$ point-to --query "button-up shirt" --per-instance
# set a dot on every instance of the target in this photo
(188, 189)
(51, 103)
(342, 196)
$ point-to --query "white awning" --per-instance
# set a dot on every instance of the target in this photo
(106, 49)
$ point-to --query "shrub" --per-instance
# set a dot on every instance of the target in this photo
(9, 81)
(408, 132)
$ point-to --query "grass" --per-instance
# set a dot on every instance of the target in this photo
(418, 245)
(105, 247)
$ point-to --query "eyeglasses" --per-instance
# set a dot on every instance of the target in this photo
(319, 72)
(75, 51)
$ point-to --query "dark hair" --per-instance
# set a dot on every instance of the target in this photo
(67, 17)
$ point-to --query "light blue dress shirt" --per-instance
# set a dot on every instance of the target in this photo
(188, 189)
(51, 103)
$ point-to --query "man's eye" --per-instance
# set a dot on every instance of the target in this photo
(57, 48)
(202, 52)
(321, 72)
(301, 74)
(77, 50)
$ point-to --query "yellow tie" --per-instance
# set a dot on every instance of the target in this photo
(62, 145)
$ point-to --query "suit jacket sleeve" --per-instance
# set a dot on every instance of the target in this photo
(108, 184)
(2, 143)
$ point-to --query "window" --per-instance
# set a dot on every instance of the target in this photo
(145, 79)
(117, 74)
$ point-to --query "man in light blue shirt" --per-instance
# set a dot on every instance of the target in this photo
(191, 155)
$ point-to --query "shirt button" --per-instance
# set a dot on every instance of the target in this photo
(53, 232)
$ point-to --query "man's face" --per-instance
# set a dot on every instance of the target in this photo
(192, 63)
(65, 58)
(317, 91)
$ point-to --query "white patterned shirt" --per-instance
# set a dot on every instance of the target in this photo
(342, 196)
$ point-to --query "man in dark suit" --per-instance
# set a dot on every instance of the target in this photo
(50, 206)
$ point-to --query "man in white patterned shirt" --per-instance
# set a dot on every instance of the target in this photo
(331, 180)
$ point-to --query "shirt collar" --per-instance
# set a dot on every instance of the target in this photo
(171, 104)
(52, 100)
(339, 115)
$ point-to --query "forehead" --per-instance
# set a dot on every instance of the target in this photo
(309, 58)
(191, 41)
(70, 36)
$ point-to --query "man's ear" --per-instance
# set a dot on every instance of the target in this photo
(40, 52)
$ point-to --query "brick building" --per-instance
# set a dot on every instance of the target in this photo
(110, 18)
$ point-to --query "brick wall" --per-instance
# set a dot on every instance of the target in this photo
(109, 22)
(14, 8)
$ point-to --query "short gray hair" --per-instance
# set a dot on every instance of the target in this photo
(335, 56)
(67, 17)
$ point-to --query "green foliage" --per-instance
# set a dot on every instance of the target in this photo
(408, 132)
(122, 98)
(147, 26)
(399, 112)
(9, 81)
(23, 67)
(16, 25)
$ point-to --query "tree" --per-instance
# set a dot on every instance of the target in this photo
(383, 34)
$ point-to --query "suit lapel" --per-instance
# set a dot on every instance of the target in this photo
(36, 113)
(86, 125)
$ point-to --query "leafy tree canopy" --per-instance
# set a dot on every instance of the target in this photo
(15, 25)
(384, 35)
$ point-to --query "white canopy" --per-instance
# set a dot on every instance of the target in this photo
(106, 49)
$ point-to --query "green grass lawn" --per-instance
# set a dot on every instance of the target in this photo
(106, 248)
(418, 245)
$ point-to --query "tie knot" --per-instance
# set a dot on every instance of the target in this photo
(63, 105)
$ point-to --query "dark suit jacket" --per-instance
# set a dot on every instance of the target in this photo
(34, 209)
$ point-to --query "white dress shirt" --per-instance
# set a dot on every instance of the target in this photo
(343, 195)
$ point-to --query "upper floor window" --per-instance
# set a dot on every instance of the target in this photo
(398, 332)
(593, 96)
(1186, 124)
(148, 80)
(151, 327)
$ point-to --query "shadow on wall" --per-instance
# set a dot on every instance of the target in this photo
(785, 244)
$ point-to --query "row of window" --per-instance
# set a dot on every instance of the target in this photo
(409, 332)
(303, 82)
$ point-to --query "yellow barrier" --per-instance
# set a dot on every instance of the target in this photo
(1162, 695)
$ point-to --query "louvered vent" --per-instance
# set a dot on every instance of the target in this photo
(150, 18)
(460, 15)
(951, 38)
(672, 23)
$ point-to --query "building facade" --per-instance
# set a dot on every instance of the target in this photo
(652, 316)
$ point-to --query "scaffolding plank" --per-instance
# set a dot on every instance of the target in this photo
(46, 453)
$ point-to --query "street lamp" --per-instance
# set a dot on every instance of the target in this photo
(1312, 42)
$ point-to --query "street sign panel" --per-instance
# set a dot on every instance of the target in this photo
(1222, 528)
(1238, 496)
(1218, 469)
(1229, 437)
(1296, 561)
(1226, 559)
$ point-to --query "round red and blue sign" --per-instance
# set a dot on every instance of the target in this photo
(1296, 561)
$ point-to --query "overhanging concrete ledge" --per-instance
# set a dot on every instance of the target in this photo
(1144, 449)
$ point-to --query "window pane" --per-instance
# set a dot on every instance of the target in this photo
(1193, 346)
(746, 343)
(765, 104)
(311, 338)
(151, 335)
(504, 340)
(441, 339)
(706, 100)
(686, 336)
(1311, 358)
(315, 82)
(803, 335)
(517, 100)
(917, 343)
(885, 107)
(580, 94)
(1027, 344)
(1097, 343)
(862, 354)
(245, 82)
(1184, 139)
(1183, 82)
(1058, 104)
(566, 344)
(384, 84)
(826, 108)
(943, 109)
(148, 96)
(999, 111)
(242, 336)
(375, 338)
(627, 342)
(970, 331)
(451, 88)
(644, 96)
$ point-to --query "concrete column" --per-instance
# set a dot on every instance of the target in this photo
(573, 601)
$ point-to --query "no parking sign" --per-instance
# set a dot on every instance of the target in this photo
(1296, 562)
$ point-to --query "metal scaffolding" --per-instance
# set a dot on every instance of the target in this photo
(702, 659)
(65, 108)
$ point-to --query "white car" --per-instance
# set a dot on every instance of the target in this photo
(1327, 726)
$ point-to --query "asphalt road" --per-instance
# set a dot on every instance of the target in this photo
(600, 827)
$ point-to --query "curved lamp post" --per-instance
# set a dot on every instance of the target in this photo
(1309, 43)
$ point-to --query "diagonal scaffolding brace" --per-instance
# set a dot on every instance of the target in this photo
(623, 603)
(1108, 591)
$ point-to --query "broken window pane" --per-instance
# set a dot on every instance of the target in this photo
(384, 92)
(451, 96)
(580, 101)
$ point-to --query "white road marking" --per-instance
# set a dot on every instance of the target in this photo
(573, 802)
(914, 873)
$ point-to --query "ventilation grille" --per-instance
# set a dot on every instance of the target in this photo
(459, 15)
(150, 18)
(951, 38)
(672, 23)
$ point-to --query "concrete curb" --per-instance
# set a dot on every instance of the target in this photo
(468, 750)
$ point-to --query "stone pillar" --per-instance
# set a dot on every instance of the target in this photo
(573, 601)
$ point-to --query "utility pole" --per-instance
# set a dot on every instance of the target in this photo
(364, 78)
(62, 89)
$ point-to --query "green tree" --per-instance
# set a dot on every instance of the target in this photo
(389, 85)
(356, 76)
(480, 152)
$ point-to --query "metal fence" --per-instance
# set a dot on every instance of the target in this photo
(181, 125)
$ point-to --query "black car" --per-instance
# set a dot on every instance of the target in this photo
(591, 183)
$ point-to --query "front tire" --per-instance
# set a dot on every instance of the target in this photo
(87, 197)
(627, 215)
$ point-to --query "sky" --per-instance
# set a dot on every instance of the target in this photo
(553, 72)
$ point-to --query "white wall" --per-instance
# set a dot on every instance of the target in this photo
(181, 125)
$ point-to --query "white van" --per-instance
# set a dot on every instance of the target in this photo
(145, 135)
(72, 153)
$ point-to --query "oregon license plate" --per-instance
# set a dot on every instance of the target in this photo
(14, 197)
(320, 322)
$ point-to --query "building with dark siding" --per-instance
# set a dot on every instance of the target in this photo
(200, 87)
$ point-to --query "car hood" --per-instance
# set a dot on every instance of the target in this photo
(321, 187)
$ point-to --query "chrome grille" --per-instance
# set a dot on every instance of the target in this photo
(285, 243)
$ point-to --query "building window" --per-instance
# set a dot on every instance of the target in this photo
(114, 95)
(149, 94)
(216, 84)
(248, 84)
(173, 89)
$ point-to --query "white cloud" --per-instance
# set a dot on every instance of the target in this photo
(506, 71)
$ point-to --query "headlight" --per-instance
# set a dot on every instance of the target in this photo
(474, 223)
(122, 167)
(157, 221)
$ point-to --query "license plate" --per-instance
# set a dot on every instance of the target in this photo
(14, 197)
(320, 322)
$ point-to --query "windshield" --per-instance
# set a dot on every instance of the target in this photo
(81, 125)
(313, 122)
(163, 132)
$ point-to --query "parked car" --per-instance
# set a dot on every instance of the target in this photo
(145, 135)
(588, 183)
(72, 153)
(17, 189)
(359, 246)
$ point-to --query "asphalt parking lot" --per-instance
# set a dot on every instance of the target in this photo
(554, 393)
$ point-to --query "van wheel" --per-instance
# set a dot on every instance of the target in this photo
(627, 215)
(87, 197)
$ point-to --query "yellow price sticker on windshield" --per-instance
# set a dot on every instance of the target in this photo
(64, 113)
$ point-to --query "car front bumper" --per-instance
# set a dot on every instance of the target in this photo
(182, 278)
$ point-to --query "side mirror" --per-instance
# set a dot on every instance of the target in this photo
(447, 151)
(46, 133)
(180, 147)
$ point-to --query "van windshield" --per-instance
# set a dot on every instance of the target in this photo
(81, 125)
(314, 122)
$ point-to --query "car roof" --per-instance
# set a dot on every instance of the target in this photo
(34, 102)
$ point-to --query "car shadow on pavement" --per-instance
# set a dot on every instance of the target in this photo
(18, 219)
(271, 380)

··········

→ Problem details
Begin with the line containing "price sticker on" and repeat each line exactly until the records above end.

→ The solution
$ point-to --query "yellow price sticker on windshield" --per-instance
# set a dot on every instance of the target in this photo
(64, 113)
$ point-to --query "car front bumper" --per-instance
# set a dot on every instance of the target in this photo
(182, 278)
$ point-to --query "side mirror" --per-instance
# set a dot on every instance of the target in this photo
(447, 151)
(46, 133)
(180, 147)
$ point-to --query "van windshield" --per-instance
# set a dot on every instance of the target in this photo
(81, 125)
(314, 122)
$ point-to --query "car roof" --per-instance
# set a dot on every instance of the target in this photo
(34, 102)
$ point-to --query "car shadow on pavement" --per-instance
# set a dot on every instance of the target in this photo
(18, 219)
(271, 380)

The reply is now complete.